# [Rows from a box-labeling dataset]

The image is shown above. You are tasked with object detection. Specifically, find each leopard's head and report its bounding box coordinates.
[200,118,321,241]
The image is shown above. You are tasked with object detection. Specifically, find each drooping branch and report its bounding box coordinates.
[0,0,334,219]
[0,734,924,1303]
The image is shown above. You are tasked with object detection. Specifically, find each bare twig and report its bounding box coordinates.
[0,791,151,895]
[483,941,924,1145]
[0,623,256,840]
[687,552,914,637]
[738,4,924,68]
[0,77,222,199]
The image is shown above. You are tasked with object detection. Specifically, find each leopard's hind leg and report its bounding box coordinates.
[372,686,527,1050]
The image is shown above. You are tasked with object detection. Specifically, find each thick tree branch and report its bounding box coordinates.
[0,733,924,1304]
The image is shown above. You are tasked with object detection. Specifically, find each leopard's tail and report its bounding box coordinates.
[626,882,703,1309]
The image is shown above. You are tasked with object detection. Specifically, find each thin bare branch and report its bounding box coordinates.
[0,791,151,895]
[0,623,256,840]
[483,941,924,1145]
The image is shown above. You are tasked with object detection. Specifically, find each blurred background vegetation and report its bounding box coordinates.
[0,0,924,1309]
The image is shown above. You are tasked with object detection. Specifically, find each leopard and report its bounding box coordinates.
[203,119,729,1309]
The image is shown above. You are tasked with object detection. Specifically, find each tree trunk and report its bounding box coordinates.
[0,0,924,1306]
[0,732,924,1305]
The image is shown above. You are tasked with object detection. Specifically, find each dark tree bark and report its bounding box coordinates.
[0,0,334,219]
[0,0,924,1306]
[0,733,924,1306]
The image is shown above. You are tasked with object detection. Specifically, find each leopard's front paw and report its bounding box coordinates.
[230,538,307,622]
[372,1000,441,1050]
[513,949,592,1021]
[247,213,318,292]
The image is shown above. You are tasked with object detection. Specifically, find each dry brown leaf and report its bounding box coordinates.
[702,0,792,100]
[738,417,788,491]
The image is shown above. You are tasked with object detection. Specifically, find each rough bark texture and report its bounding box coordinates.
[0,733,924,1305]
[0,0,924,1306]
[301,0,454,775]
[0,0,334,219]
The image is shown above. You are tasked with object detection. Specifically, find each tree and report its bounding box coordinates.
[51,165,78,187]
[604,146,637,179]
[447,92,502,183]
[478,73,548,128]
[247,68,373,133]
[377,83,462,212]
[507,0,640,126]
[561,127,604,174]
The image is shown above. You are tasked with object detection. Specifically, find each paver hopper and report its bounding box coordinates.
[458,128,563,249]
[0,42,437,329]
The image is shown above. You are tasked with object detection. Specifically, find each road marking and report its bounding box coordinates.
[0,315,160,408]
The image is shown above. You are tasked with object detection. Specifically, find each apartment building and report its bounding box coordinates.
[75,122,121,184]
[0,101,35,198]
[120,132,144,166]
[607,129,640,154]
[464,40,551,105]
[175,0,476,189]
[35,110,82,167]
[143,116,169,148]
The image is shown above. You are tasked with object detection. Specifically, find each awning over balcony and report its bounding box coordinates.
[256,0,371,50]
---
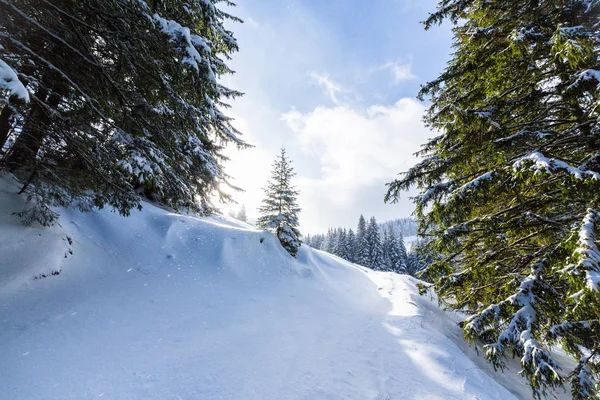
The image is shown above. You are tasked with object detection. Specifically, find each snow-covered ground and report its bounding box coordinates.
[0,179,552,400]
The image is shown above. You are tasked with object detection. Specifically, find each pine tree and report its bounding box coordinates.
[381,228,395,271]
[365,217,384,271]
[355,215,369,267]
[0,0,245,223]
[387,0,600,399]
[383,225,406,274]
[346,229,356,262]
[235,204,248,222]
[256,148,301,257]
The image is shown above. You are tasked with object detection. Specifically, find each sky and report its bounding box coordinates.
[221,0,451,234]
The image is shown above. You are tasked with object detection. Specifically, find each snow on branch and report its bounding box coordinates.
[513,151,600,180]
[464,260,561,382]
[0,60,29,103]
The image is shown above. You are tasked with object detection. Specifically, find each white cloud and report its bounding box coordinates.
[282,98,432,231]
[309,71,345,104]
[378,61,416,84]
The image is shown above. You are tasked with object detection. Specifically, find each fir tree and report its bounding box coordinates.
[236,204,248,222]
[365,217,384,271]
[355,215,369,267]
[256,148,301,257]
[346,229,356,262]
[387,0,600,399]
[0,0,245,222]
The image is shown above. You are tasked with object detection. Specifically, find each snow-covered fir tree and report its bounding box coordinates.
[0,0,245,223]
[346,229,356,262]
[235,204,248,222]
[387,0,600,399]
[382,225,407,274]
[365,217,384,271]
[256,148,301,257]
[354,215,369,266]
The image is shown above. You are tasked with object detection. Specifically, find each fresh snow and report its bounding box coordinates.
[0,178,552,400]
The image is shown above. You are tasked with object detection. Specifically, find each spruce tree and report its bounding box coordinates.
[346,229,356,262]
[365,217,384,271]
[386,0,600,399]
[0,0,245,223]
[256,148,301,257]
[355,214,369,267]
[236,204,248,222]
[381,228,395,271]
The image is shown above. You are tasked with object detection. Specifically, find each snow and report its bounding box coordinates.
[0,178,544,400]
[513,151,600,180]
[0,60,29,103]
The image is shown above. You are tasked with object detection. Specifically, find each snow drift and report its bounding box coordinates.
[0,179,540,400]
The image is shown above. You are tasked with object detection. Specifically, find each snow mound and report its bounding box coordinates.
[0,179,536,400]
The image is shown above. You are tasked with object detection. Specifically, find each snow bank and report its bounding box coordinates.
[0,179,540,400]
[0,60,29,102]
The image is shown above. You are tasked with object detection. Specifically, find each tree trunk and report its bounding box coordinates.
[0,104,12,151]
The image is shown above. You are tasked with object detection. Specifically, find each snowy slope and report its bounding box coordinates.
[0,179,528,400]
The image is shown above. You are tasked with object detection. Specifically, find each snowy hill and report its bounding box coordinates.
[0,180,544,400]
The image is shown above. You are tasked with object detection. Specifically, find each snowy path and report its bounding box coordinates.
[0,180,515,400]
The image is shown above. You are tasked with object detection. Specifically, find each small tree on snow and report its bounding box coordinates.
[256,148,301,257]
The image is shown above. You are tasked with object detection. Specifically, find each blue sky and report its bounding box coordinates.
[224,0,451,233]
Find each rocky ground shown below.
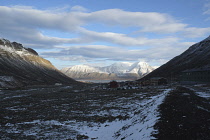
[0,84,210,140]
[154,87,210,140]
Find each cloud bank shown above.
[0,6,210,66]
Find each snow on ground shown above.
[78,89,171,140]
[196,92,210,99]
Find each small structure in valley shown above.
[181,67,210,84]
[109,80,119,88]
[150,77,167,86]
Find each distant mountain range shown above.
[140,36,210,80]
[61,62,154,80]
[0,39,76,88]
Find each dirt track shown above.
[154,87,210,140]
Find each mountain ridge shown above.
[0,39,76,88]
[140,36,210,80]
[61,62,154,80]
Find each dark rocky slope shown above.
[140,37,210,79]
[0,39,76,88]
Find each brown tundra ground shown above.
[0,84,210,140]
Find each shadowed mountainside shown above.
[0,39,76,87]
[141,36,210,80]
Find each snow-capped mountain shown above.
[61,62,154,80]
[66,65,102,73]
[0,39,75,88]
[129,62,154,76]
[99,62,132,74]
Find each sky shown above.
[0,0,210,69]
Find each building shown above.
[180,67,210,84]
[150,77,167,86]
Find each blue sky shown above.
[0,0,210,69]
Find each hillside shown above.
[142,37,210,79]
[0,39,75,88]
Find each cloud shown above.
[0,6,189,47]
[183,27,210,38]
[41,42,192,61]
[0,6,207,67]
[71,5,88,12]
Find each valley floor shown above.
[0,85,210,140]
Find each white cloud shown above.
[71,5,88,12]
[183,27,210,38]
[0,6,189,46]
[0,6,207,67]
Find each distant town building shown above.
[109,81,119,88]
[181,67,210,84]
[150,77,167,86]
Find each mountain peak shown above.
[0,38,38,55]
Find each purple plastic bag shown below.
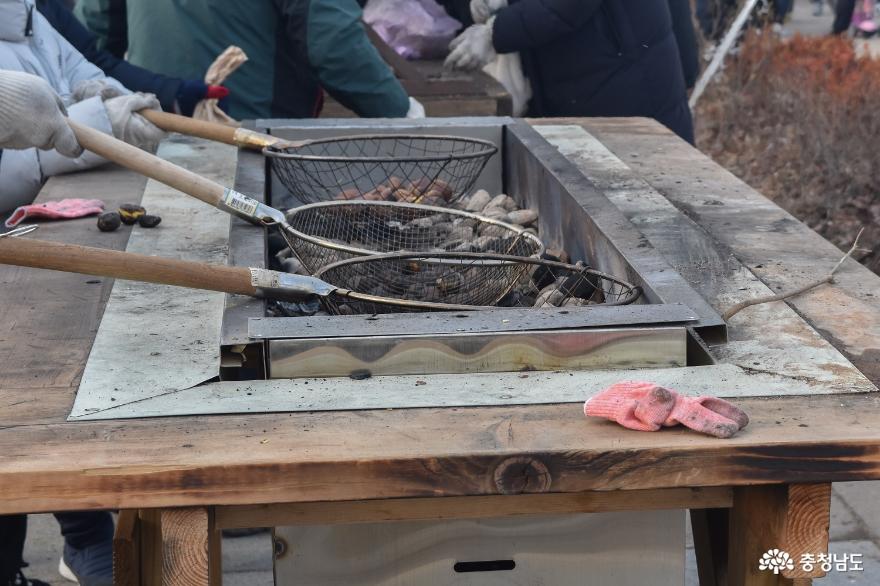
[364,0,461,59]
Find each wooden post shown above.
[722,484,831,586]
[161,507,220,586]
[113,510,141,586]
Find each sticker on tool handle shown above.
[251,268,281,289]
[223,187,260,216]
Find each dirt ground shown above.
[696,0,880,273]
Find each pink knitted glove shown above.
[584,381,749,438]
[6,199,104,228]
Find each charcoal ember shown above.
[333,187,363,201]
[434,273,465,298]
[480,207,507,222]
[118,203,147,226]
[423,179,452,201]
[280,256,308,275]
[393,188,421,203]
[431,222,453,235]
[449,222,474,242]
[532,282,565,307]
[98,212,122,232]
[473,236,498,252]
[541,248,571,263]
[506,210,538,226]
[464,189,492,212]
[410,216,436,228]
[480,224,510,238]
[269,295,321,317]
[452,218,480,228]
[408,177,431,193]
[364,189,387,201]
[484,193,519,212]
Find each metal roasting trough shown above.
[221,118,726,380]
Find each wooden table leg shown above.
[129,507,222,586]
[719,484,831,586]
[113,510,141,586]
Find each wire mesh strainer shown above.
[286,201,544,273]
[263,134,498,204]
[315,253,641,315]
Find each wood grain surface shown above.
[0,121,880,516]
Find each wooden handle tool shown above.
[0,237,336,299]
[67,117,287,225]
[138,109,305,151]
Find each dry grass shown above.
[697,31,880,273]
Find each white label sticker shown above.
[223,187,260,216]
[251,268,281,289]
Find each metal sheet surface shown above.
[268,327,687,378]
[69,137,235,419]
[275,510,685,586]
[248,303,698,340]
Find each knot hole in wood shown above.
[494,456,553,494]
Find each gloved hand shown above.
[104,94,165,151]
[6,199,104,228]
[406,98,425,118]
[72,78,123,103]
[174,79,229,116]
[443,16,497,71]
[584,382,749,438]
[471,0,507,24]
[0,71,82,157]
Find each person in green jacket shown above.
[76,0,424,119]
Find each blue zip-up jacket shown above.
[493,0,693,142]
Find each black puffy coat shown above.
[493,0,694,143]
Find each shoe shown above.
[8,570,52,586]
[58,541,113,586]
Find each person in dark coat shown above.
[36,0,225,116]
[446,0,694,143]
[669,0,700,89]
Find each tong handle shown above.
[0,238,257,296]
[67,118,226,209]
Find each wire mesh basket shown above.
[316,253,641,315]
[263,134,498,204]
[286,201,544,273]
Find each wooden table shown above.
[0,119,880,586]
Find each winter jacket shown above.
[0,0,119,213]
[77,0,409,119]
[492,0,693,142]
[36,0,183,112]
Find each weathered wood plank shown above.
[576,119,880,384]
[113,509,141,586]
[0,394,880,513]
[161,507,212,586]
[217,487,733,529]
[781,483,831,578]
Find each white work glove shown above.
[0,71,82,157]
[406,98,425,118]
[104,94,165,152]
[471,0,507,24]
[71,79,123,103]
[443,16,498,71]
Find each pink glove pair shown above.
==
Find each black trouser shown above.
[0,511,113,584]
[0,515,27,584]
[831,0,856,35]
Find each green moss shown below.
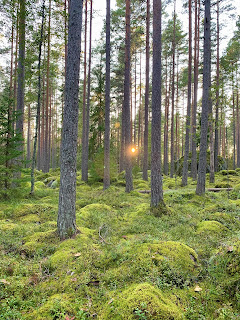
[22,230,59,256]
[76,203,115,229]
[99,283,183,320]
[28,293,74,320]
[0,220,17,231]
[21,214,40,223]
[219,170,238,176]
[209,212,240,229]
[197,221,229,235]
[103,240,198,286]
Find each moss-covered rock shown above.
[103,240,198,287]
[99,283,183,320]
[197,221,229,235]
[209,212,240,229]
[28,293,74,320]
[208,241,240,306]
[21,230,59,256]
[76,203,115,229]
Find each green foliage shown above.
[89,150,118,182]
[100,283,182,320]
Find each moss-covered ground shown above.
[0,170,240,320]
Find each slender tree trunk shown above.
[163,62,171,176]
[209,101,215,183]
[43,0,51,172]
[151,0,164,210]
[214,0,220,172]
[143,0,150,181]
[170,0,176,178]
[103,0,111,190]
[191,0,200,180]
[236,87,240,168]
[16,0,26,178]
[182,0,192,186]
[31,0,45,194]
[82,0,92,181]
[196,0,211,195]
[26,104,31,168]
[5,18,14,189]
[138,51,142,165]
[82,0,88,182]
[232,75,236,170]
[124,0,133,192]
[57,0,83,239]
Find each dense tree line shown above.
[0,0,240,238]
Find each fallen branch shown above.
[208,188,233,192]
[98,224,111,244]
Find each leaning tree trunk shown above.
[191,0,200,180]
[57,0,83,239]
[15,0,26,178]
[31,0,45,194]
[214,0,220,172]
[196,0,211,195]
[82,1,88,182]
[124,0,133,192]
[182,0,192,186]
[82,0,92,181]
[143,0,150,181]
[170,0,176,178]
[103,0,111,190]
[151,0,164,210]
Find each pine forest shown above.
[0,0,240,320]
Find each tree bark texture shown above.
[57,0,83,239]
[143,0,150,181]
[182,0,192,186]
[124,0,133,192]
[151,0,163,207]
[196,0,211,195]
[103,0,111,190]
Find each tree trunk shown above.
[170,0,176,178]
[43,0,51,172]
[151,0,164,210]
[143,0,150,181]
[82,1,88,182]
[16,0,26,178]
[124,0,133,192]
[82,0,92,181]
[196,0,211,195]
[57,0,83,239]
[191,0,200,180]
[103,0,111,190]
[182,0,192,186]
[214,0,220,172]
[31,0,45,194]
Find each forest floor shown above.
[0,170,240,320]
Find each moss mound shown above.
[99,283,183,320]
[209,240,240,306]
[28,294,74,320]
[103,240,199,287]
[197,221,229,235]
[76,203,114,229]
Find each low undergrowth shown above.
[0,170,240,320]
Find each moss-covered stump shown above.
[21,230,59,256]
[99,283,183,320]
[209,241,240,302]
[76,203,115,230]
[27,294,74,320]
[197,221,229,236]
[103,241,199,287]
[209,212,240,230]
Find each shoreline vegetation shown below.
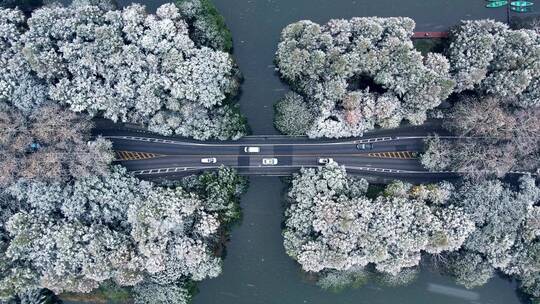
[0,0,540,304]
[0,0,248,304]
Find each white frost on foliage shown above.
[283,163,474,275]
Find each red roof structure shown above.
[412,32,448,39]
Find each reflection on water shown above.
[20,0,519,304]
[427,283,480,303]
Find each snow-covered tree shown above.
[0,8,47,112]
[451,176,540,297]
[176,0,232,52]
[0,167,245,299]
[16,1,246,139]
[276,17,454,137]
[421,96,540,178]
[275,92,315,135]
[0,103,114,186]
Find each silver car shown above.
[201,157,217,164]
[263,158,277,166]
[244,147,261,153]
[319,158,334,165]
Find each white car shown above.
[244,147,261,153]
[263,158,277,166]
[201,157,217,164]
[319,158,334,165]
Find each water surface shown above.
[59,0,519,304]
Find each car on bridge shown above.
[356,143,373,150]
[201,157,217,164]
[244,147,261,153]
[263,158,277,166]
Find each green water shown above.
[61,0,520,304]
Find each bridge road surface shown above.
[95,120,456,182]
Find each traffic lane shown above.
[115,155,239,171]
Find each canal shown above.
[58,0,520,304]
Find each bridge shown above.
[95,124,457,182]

# [Aim of the task]
Rewrite the entries from the line containing "head and report its bounding box coordinates." through the line containing "[372,686,527,1050]", switching "leopard's" to "cheetah's" and leaving everything else the same.

# [Result]
The image is shown above. You are tasked with object detection. Specifically, find each cheetah's head and report its bounding box coordinates.
[200,118,321,241]
The image is shown above. You are tasked with object detection. Specifically, find each drooping branch and report its bounding box coordinates.
[0,0,334,219]
[0,734,924,1303]
The image is shown above. You are tasked with object detection. Specifically, find each bare twig and report its bounding box coordinates.
[0,791,151,895]
[483,941,924,1145]
[0,623,256,840]
[687,552,914,637]
[738,4,924,68]
[0,77,222,199]
The image is shown above. You are tasked with object detection. Specifically, find each cheetah's hind leg and report its bounding box coordinates.
[372,686,527,1050]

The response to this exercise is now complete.